_Work request_.
Update the lines of the records below, starting with the line containing "104L230 95V89L206 73L194" and going on through the line containing "positive clicks: (213, 77)", by changing "rough mask" to "coarse mask" with everything else left as it is. Give only those lines.
______________________________
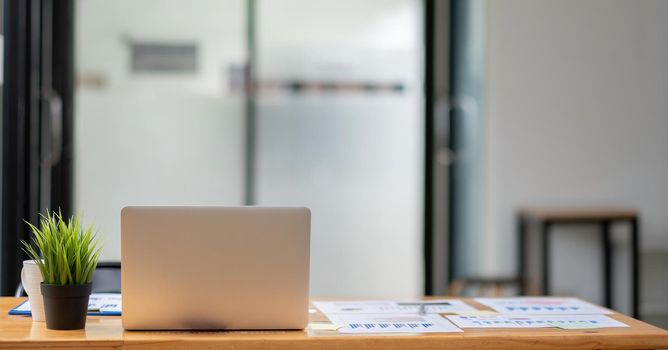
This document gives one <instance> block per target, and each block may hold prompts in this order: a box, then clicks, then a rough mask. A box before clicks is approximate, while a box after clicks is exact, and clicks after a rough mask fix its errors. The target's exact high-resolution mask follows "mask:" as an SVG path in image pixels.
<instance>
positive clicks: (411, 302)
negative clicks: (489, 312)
mask: <svg viewBox="0 0 668 350" xmlns="http://www.w3.org/2000/svg"><path fill="white" fill-rule="evenodd" d="M313 304H314V305H315V306H316V307H317V308H318V309H320V311H322V313H324V314H325V315H327V316H329V315H331V314H420V313H425V314H442V313H453V314H455V313H471V312H476V311H477V310H476V309H475V308H473V307H471V306H469V305H468V304H466V303H465V302H463V301H462V300H457V299H439V300H426V301H420V300H414V301H373V300H372V301H316V302H313Z"/></svg>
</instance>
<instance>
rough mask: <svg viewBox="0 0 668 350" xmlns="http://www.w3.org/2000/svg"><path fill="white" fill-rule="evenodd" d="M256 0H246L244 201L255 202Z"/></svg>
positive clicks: (256, 47) (255, 101)
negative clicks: (244, 186) (244, 183)
mask: <svg viewBox="0 0 668 350" xmlns="http://www.w3.org/2000/svg"><path fill="white" fill-rule="evenodd" d="M256 10H257V3H256V0H246V55H248V56H247V63H246V79H245V80H246V89H245V111H244V113H245V126H244V127H245V138H246V140H245V165H244V167H245V169H244V178H245V179H246V180H245V191H244V196H245V198H244V203H245V204H246V205H253V204H255V173H256V169H255V168H256V158H257V157H256V155H257V150H256V143H257V142H256V138H257V137H256V132H257V130H256V128H257V112H256V107H257V102H256V96H257V86H256V85H257V84H256V81H257V79H256V74H257V43H256V35H257V31H256V21H255V18H256Z"/></svg>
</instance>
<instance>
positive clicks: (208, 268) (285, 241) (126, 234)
mask: <svg viewBox="0 0 668 350" xmlns="http://www.w3.org/2000/svg"><path fill="white" fill-rule="evenodd" d="M310 224H311V212H310V210H309V209H307V208H300V207H125V208H123V210H121V264H122V272H121V290H122V294H123V306H122V310H123V312H122V314H123V316H122V319H123V327H124V328H125V329H131V330H135V329H136V330H139V329H143V330H160V329H174V330H177V329H181V330H190V329H211V330H213V329H302V328H304V327H306V324H307V321H308V294H309V293H308V285H309V245H310Z"/></svg>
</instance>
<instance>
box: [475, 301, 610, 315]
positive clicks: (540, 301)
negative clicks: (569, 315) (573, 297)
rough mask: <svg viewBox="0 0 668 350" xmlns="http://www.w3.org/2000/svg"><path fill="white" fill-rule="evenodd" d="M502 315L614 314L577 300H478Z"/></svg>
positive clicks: (584, 314)
mask: <svg viewBox="0 0 668 350" xmlns="http://www.w3.org/2000/svg"><path fill="white" fill-rule="evenodd" d="M475 301H477V302H479V303H481V304H483V305H486V306H489V307H491V308H492V309H494V310H495V311H497V312H499V313H502V314H512V315H592V314H599V315H602V314H612V311H610V310H607V309H604V308H602V307H599V306H596V305H593V304H590V303H587V302H584V301H582V300H578V299H575V298H555V297H522V298H476V299H475Z"/></svg>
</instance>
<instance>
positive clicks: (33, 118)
mask: <svg viewBox="0 0 668 350" xmlns="http://www.w3.org/2000/svg"><path fill="white" fill-rule="evenodd" d="M54 5H57V6H54ZM4 6H5V8H4V11H3V27H4V28H3V29H4V40H5V50H4V68H3V69H4V77H5V79H4V89H3V111H2V133H3V134H2V218H1V219H0V222H1V227H2V228H1V229H2V239H1V253H0V256H1V260H0V294H1V295H12V294H13V292H14V290H15V289H16V286H17V285H18V283H19V281H20V271H21V267H22V261H23V260H24V259H25V254H24V253H23V252H22V250H21V248H20V241H21V240H28V238H29V232H28V227H27V225H26V224H25V223H24V220H26V221H30V222H32V223H35V222H36V221H38V213H39V212H41V211H42V209H43V208H61V209H62V210H63V213H64V214H69V212H70V211H71V186H69V185H68V184H69V183H71V159H72V157H71V143H72V140H71V136H72V135H71V131H72V128H71V121H72V120H71V109H72V98H71V96H72V81H73V80H72V79H73V73H72V61H73V59H72V55H73V50H72V46H71V42H72V39H71V35H72V14H73V12H72V1H71V0H58V1H57V2H56V1H55V0H5V1H4ZM59 92H64V94H61V93H59ZM57 149H60V150H62V151H60V152H58V154H53V151H54V150H57ZM52 184H58V185H57V186H52Z"/></svg>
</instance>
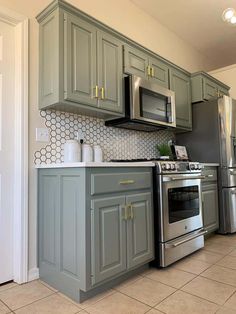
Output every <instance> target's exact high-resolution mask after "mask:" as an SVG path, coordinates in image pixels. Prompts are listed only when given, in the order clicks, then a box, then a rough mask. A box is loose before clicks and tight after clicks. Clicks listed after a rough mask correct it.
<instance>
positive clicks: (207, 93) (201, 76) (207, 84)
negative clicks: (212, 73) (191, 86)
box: [191, 72, 230, 103]
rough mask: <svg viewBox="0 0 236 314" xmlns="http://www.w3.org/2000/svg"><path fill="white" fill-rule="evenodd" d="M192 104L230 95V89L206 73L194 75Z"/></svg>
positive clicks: (213, 77) (192, 90) (192, 93)
mask: <svg viewBox="0 0 236 314" xmlns="http://www.w3.org/2000/svg"><path fill="white" fill-rule="evenodd" d="M191 81H192V103H195V102H201V101H206V100H211V99H214V98H217V97H220V96H223V95H228V94H229V89H230V87H229V86H227V85H225V84H223V83H222V82H220V81H218V80H217V79H215V78H214V77H212V76H210V75H209V74H207V73H205V72H197V73H194V74H192V78H191Z"/></svg>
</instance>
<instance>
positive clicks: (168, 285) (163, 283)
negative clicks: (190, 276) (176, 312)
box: [144, 273, 196, 290]
mask: <svg viewBox="0 0 236 314" xmlns="http://www.w3.org/2000/svg"><path fill="white" fill-rule="evenodd" d="M188 274H189V273H188ZM191 275H195V276H196V274H191ZM144 278H146V279H149V280H151V281H153V282H158V283H161V284H162V285H164V286H167V287H169V288H173V289H176V290H178V289H179V288H176V287H174V286H171V285H169V284H167V283H163V282H161V281H159V280H156V279H153V278H149V277H144ZM193 279H194V278H193ZM191 280H192V279H191Z"/></svg>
______________________________
_Written solution_.
coarse mask: <svg viewBox="0 0 236 314" xmlns="http://www.w3.org/2000/svg"><path fill="white" fill-rule="evenodd" d="M192 104L230 95V89L206 73L194 75Z"/></svg>
positive clicks: (213, 77) (192, 90) (192, 93)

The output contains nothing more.